**Directive:** Nothing should be left out: output all of the entries exactly.

[Begin Data supplied]

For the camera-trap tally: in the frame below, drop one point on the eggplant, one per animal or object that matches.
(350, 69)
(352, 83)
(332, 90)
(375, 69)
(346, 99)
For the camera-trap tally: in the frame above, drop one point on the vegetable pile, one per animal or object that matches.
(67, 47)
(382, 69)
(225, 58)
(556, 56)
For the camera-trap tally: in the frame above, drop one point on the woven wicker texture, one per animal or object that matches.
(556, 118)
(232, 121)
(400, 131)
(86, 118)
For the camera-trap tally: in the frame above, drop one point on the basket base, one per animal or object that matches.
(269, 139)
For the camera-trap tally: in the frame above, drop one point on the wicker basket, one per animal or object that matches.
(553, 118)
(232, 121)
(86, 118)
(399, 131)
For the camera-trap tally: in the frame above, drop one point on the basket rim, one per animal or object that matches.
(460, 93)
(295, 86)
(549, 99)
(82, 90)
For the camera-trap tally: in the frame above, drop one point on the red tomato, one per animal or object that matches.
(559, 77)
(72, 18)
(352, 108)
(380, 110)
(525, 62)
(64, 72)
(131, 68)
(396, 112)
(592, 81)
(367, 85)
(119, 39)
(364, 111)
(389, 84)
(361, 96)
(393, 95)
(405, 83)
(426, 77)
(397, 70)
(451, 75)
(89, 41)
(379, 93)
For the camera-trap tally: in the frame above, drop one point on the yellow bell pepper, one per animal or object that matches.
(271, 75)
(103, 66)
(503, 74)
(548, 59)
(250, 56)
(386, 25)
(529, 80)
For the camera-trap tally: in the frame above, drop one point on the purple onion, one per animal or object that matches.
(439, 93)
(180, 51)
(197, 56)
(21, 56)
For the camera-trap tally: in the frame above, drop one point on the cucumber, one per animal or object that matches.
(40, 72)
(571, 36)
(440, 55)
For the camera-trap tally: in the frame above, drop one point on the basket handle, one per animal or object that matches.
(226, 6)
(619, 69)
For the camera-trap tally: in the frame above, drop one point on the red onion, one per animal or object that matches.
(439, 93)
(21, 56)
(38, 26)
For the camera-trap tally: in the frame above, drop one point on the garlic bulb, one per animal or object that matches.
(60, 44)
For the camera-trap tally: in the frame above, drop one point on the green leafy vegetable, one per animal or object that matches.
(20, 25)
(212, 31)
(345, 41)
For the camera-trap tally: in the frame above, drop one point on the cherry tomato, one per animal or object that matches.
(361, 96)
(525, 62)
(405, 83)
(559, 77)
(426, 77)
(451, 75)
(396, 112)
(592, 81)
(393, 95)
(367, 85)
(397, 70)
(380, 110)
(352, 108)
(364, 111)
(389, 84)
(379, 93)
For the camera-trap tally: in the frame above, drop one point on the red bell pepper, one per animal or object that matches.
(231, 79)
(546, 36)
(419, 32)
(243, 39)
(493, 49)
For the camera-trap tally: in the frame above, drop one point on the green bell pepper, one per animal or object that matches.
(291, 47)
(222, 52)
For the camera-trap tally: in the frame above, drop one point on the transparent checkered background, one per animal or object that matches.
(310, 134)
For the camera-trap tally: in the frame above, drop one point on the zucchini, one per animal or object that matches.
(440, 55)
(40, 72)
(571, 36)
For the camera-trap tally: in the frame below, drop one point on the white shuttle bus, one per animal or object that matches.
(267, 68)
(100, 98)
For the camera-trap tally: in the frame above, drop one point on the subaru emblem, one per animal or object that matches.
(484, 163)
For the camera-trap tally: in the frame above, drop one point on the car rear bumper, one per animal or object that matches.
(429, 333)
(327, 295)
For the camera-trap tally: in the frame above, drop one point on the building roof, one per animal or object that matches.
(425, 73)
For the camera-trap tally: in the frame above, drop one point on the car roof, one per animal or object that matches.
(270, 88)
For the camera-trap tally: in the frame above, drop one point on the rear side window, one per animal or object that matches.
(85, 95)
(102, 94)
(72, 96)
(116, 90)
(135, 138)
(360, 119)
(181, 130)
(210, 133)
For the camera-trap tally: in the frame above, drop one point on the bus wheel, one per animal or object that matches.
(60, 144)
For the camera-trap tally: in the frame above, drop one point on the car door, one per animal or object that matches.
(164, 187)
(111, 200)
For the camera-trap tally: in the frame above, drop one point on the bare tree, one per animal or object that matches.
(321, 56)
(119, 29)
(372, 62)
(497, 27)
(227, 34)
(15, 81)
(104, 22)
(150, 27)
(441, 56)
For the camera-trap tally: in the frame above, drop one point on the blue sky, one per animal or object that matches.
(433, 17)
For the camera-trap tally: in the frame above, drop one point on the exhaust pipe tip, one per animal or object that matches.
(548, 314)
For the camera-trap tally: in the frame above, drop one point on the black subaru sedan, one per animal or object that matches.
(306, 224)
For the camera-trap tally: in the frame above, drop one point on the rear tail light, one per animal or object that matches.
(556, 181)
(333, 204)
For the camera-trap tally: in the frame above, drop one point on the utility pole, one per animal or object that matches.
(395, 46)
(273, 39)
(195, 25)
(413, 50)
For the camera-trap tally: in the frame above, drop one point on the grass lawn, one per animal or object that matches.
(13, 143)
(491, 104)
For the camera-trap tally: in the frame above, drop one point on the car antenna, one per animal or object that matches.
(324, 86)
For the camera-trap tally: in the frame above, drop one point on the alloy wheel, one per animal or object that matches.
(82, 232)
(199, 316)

[End Data supplied]

**Answer below:**
For the camera-trap tally: in the frame below, drop one point on the eggplant, one per animal or object that matches.
(350, 69)
(352, 83)
(332, 90)
(375, 69)
(346, 99)
For the camera-trap tally: in the frame above, drop one point on the vegetable pile, one per animal or object that matches.
(67, 47)
(382, 69)
(225, 58)
(556, 56)
For the camera-trap tally: in the frame above, drop one point on the woven wicker texture, one per animal or object that matches.
(556, 118)
(232, 121)
(400, 131)
(86, 118)
For the camera-trap tally: in the frame above, drop one point on the basket base, one per animal or object that matches.
(269, 139)
For the camera-trap tally: in the frame above, drop one point on the wicker basket, one per animal or object that matches.
(553, 118)
(232, 121)
(86, 118)
(399, 131)
For the camera-trap tally: in the frame above, drop one point on the basket rim, one per animal or object that matches.
(460, 93)
(295, 86)
(549, 99)
(82, 90)
For the camera-trap tally: in the frame above, drop one point on the red tomato, one per animal or object that matches.
(559, 77)
(72, 18)
(352, 108)
(380, 110)
(525, 62)
(64, 72)
(131, 68)
(396, 112)
(592, 81)
(367, 85)
(119, 39)
(364, 111)
(389, 84)
(361, 96)
(393, 95)
(405, 83)
(426, 77)
(397, 70)
(451, 75)
(89, 41)
(379, 93)
For the camera-trap tally: in the frame above, drop one point on the yellow bell pepper, one per animal or object that matches.
(271, 75)
(103, 66)
(503, 74)
(548, 59)
(250, 56)
(386, 25)
(529, 80)
For the camera-trap tally: in the frame above, drop one point on the purple onion, one per animal or object that matches.
(439, 93)
(180, 51)
(197, 56)
(21, 56)
For the camera-trap tally: in the frame above, drop one point on the cucumber, one per animal or object that matches.
(40, 72)
(571, 36)
(440, 55)
For the camera-trap tally: in the frame above, drop one point on the basket handle, one per animal or object that matches.
(226, 6)
(619, 69)
For the camera-trap tally: in the frame above, drop one point on the red onion, one per animal or object that matches.
(439, 93)
(21, 56)
(38, 26)
For the camera-trap tally: in the frame above, drop one point on the garlic bulb, one per animal or object that matches.
(60, 44)
For the camera-trap tally: in the frame above, drop one point on the green leafy vegetable, one per animal or object that matches.
(20, 25)
(212, 31)
(345, 41)
For the camera-trap tally: in the frame above, drop one point on the cherry tomato, one per animal or object that matches.
(361, 96)
(525, 62)
(405, 83)
(559, 77)
(426, 77)
(451, 75)
(396, 112)
(592, 81)
(393, 95)
(367, 85)
(397, 70)
(380, 110)
(352, 108)
(364, 111)
(389, 84)
(379, 93)
For the camera-trap tally: in the frame above, drop one point on the red bell pepper, one per animal or object that matches.
(231, 79)
(546, 36)
(419, 32)
(243, 39)
(493, 49)
For the camera-trap tally: in the frame above, drop one point on the green bell pepper, one per animal or object that matches.
(291, 47)
(222, 52)
For the camera-trap tally: in the frame above, drop one point on the transparent checkered background, one per animal or object that matches.
(310, 134)
For the camera-trap tally: in the frame above, drop one point on the zucchini, one per animal or object that matches.
(440, 55)
(40, 72)
(571, 36)
For the camera-trap tally: in the frame below, drop one point on the white shuttle bus, one per animal or object that matches.
(267, 68)
(100, 98)
For the camera-trap tally: in the frame above, drop one point on the subaru emblem, one per animal or object that matches.
(484, 163)
For the camera-trap tally: in the frame above, drop one point on the car rear bumper, one per animal or object that matches.
(429, 333)
(327, 295)
For the camera-trap tally: in the frame above, drop one point on the building roof, one per animal or object that matches.
(425, 73)
For the camera-trap tally: in the frame above, drop one point on the car roof, one per animal or object that matches.
(270, 88)
For the camera-trap tally: in the frame above, drop one point on the rear side window, one per animal or object that matches.
(85, 95)
(102, 94)
(72, 96)
(116, 90)
(135, 138)
(360, 119)
(181, 130)
(210, 133)
For the camera-trap tally: in the frame above, drop one point on the bus wheel, one per animal or object that matches.
(60, 144)
For the camera-trap tally: in the frame above, drop one point on the car door, one per animal or object that matches.
(164, 187)
(111, 200)
For the camera-trap tally: in the frame above, drop one point on the bare tree, one per animal or object that matches.
(321, 56)
(119, 29)
(372, 62)
(497, 27)
(227, 34)
(15, 81)
(104, 22)
(150, 27)
(441, 56)
For the camera-trap tally: in the frame above, drop one point on the blue sky, one per animal or object that matches.
(433, 17)
For the camera-trap tally: in the frame above, drop one point on the exhaust pipe tip, one per animal or object that matches.
(548, 314)
For the camera-trap tally: in the frame above, drop one point on the black subaru sedan, one per animal or object that matches.
(306, 224)
For the camera-trap tally: in the frame above, drop one point on the rear tail light, one per animal or object that matches.
(556, 181)
(333, 204)
For the camera-trap tally: in the frame above, drop one point on the utility pole, one per animal or object that matches.
(395, 46)
(273, 39)
(195, 25)
(413, 50)
For the camera-trap tally: in the frame above, drop one point on the grass lawn, one per animal or object that matches.
(13, 143)
(491, 104)
For the camera-trap tally: in the frame above, drop one point on the car antenna, one per animal or object that matches.
(324, 86)
For the camera-trap tally: in the frame above, drop one point on the alloy wheel, one per animal or object that matches.
(82, 232)
(199, 316)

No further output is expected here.